* EXERCISE INSTRUCTIONS *
In full and exactly, please return the records, but keep out the pictures.

* DATA RECORDS *
▶
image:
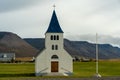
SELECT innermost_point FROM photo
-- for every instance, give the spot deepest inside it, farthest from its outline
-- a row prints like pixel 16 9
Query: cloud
pixel 102 39
pixel 11 5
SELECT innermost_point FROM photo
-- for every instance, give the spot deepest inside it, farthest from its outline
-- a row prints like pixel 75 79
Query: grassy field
pixel 81 69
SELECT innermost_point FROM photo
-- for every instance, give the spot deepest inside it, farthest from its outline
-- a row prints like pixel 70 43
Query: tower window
pixel 57 37
pixel 56 47
pixel 51 37
pixel 52 47
pixel 54 57
pixel 54 37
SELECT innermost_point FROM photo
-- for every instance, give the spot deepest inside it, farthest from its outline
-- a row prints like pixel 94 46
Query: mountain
pixel 81 48
pixel 28 47
pixel 12 43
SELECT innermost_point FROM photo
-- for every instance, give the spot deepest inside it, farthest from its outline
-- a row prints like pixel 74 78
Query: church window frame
pixel 51 37
pixel 54 37
pixel 56 47
pixel 54 57
pixel 52 47
pixel 57 37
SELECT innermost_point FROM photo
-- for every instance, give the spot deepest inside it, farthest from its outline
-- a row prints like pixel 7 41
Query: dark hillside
pixel 81 48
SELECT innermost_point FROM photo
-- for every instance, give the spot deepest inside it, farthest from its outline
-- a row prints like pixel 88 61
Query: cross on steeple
pixel 54 6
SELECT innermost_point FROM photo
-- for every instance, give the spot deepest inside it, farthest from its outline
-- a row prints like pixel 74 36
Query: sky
pixel 79 19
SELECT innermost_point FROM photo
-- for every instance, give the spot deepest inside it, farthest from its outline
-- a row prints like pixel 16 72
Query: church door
pixel 54 66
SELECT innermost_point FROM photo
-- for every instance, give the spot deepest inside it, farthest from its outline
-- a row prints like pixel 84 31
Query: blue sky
pixel 79 19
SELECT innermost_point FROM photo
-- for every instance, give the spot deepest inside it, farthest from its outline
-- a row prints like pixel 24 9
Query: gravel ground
pixel 103 78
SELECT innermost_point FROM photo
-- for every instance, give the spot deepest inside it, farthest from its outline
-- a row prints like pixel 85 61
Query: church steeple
pixel 54 26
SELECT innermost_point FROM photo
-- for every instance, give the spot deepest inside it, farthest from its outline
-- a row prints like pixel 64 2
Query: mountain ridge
pixel 81 48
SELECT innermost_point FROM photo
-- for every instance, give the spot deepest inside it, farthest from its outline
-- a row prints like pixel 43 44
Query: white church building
pixel 54 59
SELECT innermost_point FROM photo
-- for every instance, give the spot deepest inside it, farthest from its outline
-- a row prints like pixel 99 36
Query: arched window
pixel 54 37
pixel 57 37
pixel 56 47
pixel 54 57
pixel 52 47
pixel 51 37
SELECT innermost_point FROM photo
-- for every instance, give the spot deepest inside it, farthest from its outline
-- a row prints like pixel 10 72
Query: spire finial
pixel 54 6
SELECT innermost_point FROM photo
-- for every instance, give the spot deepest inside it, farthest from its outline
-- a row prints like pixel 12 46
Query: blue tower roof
pixel 54 26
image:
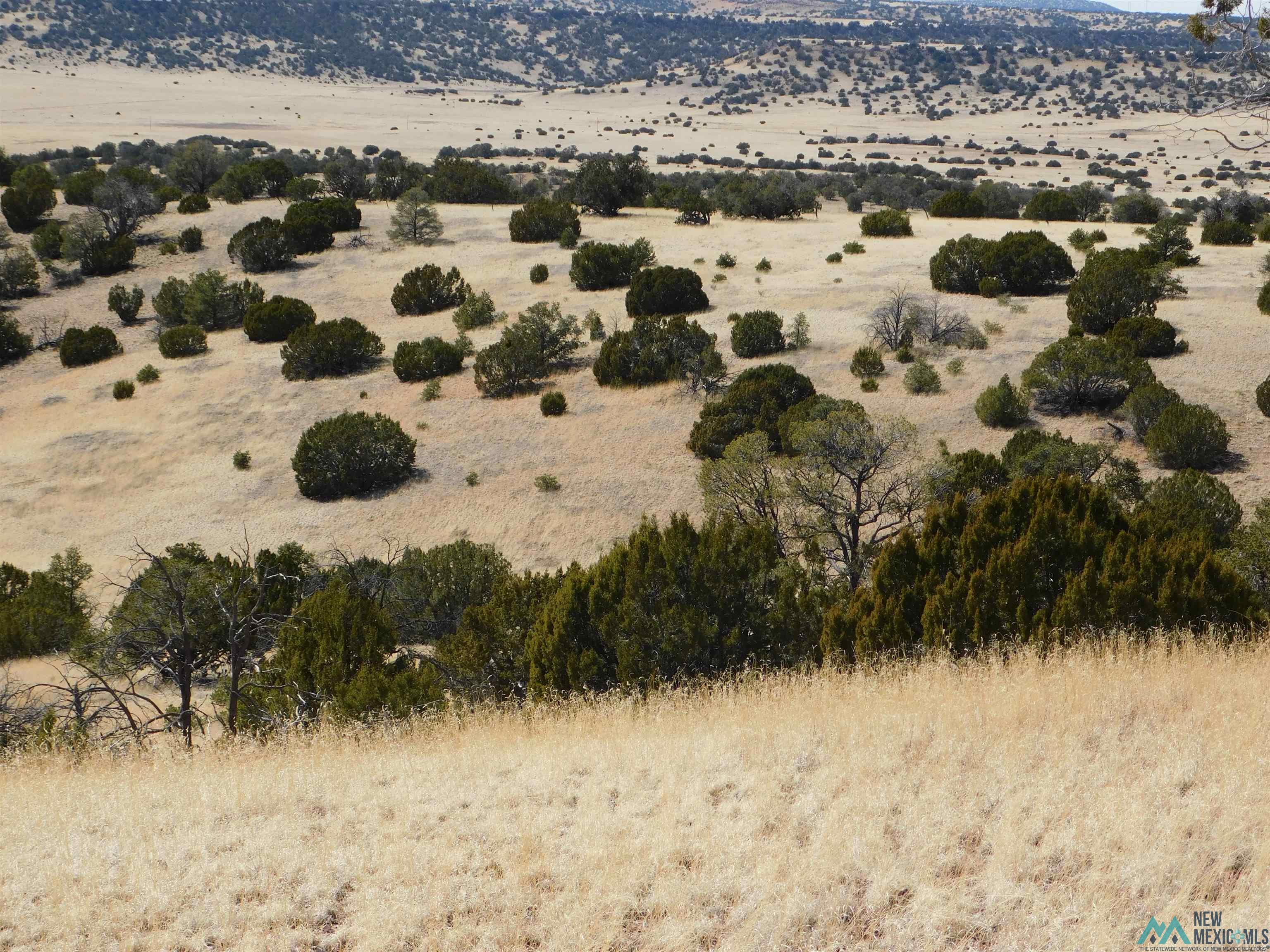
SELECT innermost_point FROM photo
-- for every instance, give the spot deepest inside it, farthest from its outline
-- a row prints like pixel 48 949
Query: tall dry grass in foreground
pixel 1028 805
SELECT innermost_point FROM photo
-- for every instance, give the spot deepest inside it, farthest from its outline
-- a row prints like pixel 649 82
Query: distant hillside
pixel 1070 5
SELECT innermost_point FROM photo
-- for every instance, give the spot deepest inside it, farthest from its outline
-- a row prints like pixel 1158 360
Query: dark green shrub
pixel 922 378
pixel 958 205
pixel 477 312
pixel 427 290
pixel 1189 502
pixel 543 220
pixel 329 350
pixel 1028 263
pixel 1004 407
pixel 1188 437
pixel 1114 285
pixel 553 404
pixel 262 247
pixel 653 351
pixel 308 229
pixel 19 276
pixel 30 197
pixel 867 362
pixel 274 320
pixel 125 304
pixel 958 267
pixel 542 339
pixel 210 300
pixel 14 345
pixel 336 214
pixel 1084 374
pixel 1137 209
pixel 757 333
pixel 1263 391
pixel 183 340
pixel 1052 205
pixel 351 455
pixel 191 240
pixel 193 204
pixel 599 266
pixel 1146 337
pixel 1226 231
pixel 920 597
pixel 666 290
pixel 1142 408
pixel 889 223
pixel 755 402
pixel 46 242
pixel 105 257
pixel 82 347
pixel 427 358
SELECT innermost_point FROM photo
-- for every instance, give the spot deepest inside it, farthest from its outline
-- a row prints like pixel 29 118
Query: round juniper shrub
pixel 1264 299
pixel 423 359
pixel 82 347
pixel 889 223
pixel 1146 337
pixel 922 378
pixel 1188 437
pixel 329 350
pixel 274 320
pixel 193 204
pixel 427 290
pixel 1145 404
pixel 191 240
pixel 666 290
pixel 1003 407
pixel 16 345
pixel 757 333
pixel 867 362
pixel 351 455
pixel 553 404
pixel 1227 231
pixel 183 340
pixel 1264 397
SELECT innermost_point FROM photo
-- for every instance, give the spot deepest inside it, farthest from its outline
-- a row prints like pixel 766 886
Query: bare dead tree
pixel 940 323
pixel 1246 59
pixel 892 321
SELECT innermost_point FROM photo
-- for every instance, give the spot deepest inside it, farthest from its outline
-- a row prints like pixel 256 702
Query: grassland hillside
pixel 1039 804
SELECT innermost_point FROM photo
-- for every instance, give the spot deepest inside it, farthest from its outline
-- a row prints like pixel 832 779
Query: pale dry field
pixel 83 469
pixel 1038 805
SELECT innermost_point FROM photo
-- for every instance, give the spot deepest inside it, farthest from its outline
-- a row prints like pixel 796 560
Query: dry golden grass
pixel 1029 805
◀
* OUTPUT OF THE TASK *
image:
SELECT innermost_point FROM photo
-- for every instance, give the spot deepest inside it, farthest from its outline
-- a row prints like pixel 16 9
Query: cloud
pixel 102 39
pixel 11 5
SELECT innermost_point FROM photo
-- for every instance, give the spot deepest inside it, farthest from its outline
-- a row prints like pixel 75 79
Query: grassy field
pixel 81 69
SELECT innermost_point FROM photo
-- for every instance, give the spot deepest inside it, farthest from its outline
-- a row prints like pixel 70 43
Query: tower window
pixel 57 37
pixel 56 47
pixel 51 37
pixel 52 47
pixel 54 57
pixel 54 37
SELECT innermost_point FROM photo
-- for every instance, give the spot deepest inside it, farthest from its outline
-- a row prints like pixel 94 46
Query: mountain
pixel 81 48
pixel 28 47
pixel 12 43
SELECT innermost_point FROM photo
-- for every instance, give the spot deepest inside it, farthest from its outline
-- a row prints like pixel 74 78
Query: church window frame
pixel 51 37
pixel 54 37
pixel 56 47
pixel 54 57
pixel 52 47
pixel 57 37
SELECT innermost_point FROM photo
-- for every instance, give the spot deepest inside it, farthest from its outline
-- a row prints like pixel 7 41
Query: dark hillside
pixel 81 48
SELECT innermost_point FROM photo
-- for every instance, give the spot deepest inside it, farthest from its outline
-- a row prints like pixel 88 61
Query: cross on steeple
pixel 54 6
SELECT innermost_point FROM photo
-- for every instance, give the spot deepest inside it, farthest from its outline
-- a row prints like pixel 74 36
Query: sky
pixel 79 19
SELECT innermost_point FROM photo
-- for every instance, give the spot deepest inside it, farthest from its outline
-- a row prints like pixel 16 72
Query: church door
pixel 54 66
SELECT innermost_point FROM photo
-- for every instance, give the spot deepest inside it, farthest from its outline
-- a row prints like pixel 84 31
Query: blue sky
pixel 79 19
SELECT innermost_point FROM photo
-- for every instance, give the spot deepest inside it, farthest from its outline
-- a row prints like pixel 24 9
Query: gravel ground
pixel 103 78
SELECT innermost_point FROM photo
-- for every instance, give the spot deepest inside it, farthest from its outline
-- a row prints like pixel 85 61
Query: church steeple
pixel 54 26
SELECT innermost_point FROM photo
-- for every instance, give the spot deepest inside it, farthest from its outline
-- a row prints like pixel 64 2
Query: mountain ridge
pixel 81 48
SELECT innermost_point FROM photo
-- for every instance, give the spot deepest inside it, farthest from its outline
-- a row prints like pixel 43 44
Query: white church building
pixel 54 59
SELECT innermost_point FROM photo
-- for every instance, give the spot deepest inside it, farthest from its outline
-- a row prints like pixel 99 36
Query: arched window
pixel 54 37
pixel 57 37
pixel 56 47
pixel 54 57
pixel 52 47
pixel 51 37
SELECT innermost_point FROM photo
-- for every instance, give the spot deepest inside it, farthest from its outline
-- a row prints like pixel 10 72
Query: spire finial
pixel 54 6
SELECT innermost_point FROM photo
-- for every instance, give the spot deepest inside it, farthest from its outline
-- a row prints like pixel 12 46
Query: blue tower roof
pixel 54 26
image:
SELECT innermost_point FROM photo
-- for every instance, give the spot deepest inside it, farthest from its outline
-- a row prints like pixel 48 949
Query: tall dry grass in foreground
pixel 1028 805
SELECT innermost_point FROM photo
-- for every instance, give the spot deepest inside it, farthest from its outline
-- a row prints like pixel 649 82
Query: distant hillside
pixel 1070 5
SELECT innermost_point FROM photo
-- for every instance, give the spot deepest inside it, farthest from its outline
-- a row prints like pixel 1158 360
Query: dark green shrub
pixel 922 378
pixel 958 205
pixel 477 312
pixel 427 290
pixel 1189 502
pixel 543 220
pixel 329 350
pixel 1028 263
pixel 1004 407
pixel 1188 437
pixel 1114 285
pixel 553 404
pixel 262 247
pixel 653 351
pixel 308 229
pixel 19 276
pixel 30 197
pixel 867 362
pixel 274 320
pixel 125 304
pixel 958 267
pixel 542 339
pixel 210 300
pixel 14 345
pixel 336 214
pixel 1084 374
pixel 1137 209
pixel 757 333
pixel 1263 391
pixel 183 340
pixel 1052 205
pixel 351 455
pixel 191 240
pixel 193 204
pixel 599 266
pixel 1146 337
pixel 1226 231
pixel 920 597
pixel 666 290
pixel 1142 408
pixel 889 223
pixel 755 402
pixel 46 242
pixel 105 257
pixel 82 347
pixel 427 358
SELECT innermost_point FROM photo
-- for every instance, give the spot deepest inside it, farthest from its outline
-- a row prints like pixel 29 118
Query: round juniper shrub
pixel 1264 299
pixel 423 359
pixel 82 347
pixel 889 223
pixel 1146 337
pixel 922 378
pixel 1188 437
pixel 329 350
pixel 274 320
pixel 193 204
pixel 427 290
pixel 1145 404
pixel 191 240
pixel 666 290
pixel 1003 407
pixel 16 345
pixel 757 333
pixel 867 362
pixel 351 455
pixel 553 404
pixel 1227 231
pixel 183 340
pixel 1264 397
SELECT innermost_point FROM photo
-- for every instance, give the spot deepest inside it, farthest from its outline
-- a row prints like pixel 766 886
Query: bare dead tree
pixel 940 323
pixel 1246 59
pixel 892 321
SELECT innermost_point FROM photo
-- for every instance, give the spot deepest inside it, farthest from its outline
-- a row prints like pixel 256 702
Query: grassland hillside
pixel 1039 804
SELECT innermost_point FROM photo
-- for every instance, give the spot deepest inside it, farthest from its outline
-- a row prints like pixel 832 779
Query: pale dry field
pixel 83 469
pixel 1038 805
SELECT innermost_point FROM photo
-- for every instance, give the spot deepest inside it, farthest from its outline
-- a row prints like pixel 796 560
Query: dry golden grass
pixel 1029 805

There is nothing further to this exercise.